**DOCUMENT PASSAGE**:
::::::::

Solution how it can work the below program are given below  

Example: 

package Collection 

 

class VectorExample { 

    val ve = Vector(23,24,25,26,27,28,29,30) 

    val ve1 = ve:+3 

  val ve2 = ve++ve1 

    println("values of value ve2 :" +ve2) 

  def ve_fun()= { 

    println("Size of ve2 :" + ve2.size) 

    println("First values of ve2 :" + ve2.head) 

    println("Reverse elements of ve2 : " +ve2.reverse) 

    println("Sorted(ASC) order : " + ve2.sorted) 

    } 

    println(ve) 

} 

  object VecE { 

    def main(args: Array[String]): Unit = { 

      new VectorExample().ve_fun() 

    } 

 }

 

 

Output:  

values of value ve2 :Vector(23, 24, 25, 26, 27, 28, 29, 30, 23, 24, 25, 26, 27, 28, 29, 30, 3) 

Vector(23, 24, 25, 26, 27, 28, 29, 30) 

Size of ve2 :17 

First values of ve2 :23 

Reverse elements of ve2 : Vector(3, 30, 29, 28, 27, 26, 25, 24, 23, 30, 29, 28, 27, 26, 25, 24, 23) 

Sorted(ASC) order : Vector(3, 23, 23, 24, 24, 25, 25, 26, 26, 27, 27, 28, 28, 29, 29, 30, 30) 

 

Process finished with exit code 0 

Explanation: we can see that the sorted work. 

Queue: 

When we talk about data management FIFO (first in first out) and LIFO (last in last out) is important.  

FIFO: queue  

LIFO: stack  

queue by default FIFO and it’s immutable. 

 It is immutable as well as mutable. But by default it is immutable. Using the queue, we have to import a package of import scala.collection.immutable.Queue 

Example:  

package Collection 

 

import scala.collection.immutable.Queue 

object QueueExample { 

  def main(args: Array[String]) = { 

    val queue = Queue(23, 4, 5, 6, 7, 8, 8) 

    println("value of queue : " + queue) 

    println("first element of queue :" + queue(1)) 

  } 

}

 

Output  

value of queue : Queue(23, 4, 5, 6, 7, 8, 8) 

first element of queue :4 

 

Process finished with exit code 0 

 

There are two methods to call queue  

  • dequeue method  
  • enqueue  method 

 dequeue method: to delete the elements  

enqueue method: it is for addition of elements  

How dequeue work: 

It follows FIFO order  

suppose :(23, 4, 5, 6, 7, 8, 8) 

After dequeue: (23, Queue(4, 5, 6, 7, 8, 8)) 

Again applying dequeue :(4, Queue(5, 6, 7, 8,8))

::::::::

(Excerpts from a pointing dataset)
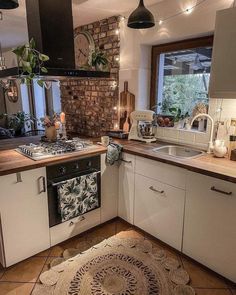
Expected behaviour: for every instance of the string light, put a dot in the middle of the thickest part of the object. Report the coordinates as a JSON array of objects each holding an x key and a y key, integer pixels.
[{"x": 188, "y": 10}]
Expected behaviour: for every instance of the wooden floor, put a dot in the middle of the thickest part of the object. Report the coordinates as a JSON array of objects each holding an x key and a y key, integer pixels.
[{"x": 21, "y": 278}]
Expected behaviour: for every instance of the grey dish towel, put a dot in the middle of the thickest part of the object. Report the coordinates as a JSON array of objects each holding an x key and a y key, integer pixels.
[
  {"x": 113, "y": 153},
  {"x": 77, "y": 196}
]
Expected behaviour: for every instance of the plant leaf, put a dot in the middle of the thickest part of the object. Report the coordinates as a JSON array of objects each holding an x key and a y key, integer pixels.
[{"x": 43, "y": 57}]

::::::::

**WRITTEN EXERCISE 1**: Summarize the Scala collections tutorial in two sentences.
**WRITTEN EXERCISE 2**: Extend the Scala collections tutorial, beginning after its final line, "Again applying dequeue :(4, Queue(5, 6, 7, 8,8))".
The pointing data plays no part in any of these tasks.

**TASK ANSWER 1**: A Scala Vector example appends 3 to a vector, concatenates the original with the result, and prints the combined vector's size, first value, reversed elements, and ascending sorted order. The tutorial then describes Queue, which is FIFO and immutable by default and is imported from scala.collection.immutable.Queue; its dequeue method deletes elements and its enqueue method adds them.

**TASK ANSWER 2**:
Example 

package Collection 

 

import scala.collection.immutable.Queue 

object QueueExample { 

  def main(args: Array[String]) = { 

    var queue = Queue(23, 4, 5, 6, 7, 8, 8) 

    println("value of queue : " + queue) 

    println("first element of queue :" + queue(1)) 

    val que1 = queue.enqueue(4) 

    que1.foreach(ele => println("After enqueue : " + ele)) //print for que1 

    val que2 = queue.dequeue    //It's an inside object so does not need to create instantiate 

    println("After dequeue : " + que2) 

  } 

}

 

Output:  

value of queue : Queue(23, 4, 5, 6, 7, 8, 8) 

first element of queue :4 

After enqueue : 23 

After enqueue : 4 

After enqueue : 5 

After enqueue : 6 

After enqueue : 7 

After enqueue : 8 

After enqueue : 8 

After enqueue : 4 

After dequeue : (23,Queue(4, 5, 6, 7, 8, 8)) 

 

Process finished with exit code 0 

Stream: 

“streaming” means something is moving. 

means its ongoing business. It’s not historical that somebody is a store there. it’s just like a water 

stream is a new concept in Scala it is not anywhere in java or python. 

to work with a stream, we need to know the concept of laziness. 

stream collection is implemented with lazy. 

suppose in scala val a = 1 to 10  

when we assign a is val then it occupies the RAM. Out of RAM, some space is occupied by variables. at one point in time, RAM gets full and it’s not managing well throwing an exception. It’s a wide issue since computer designed a computer. Then we have to know the algorithm. 

lazy concept: 

lazy is a keyword it only works with val . 

lazy val x = 1 to 1000 

it does not take any memory. 

suppose before assignment of lazy it takes some space 8GB RAM  

after assignment does not take any space so it 0% utilization of CPU. 

streaming is work like lazy 

Question: What is the difference between function and method? 

Answer:  Method is the system has defined for you. 

function means that we create  

package Collection 

 

 

object StreamExample { 

  def main(args:Array[String])={ 

    val str = (1 to 20 ).toStream 

    println(str) 

    println(str(5)) 

  } 

}

 

Output:  

Stream(1, <not computed>)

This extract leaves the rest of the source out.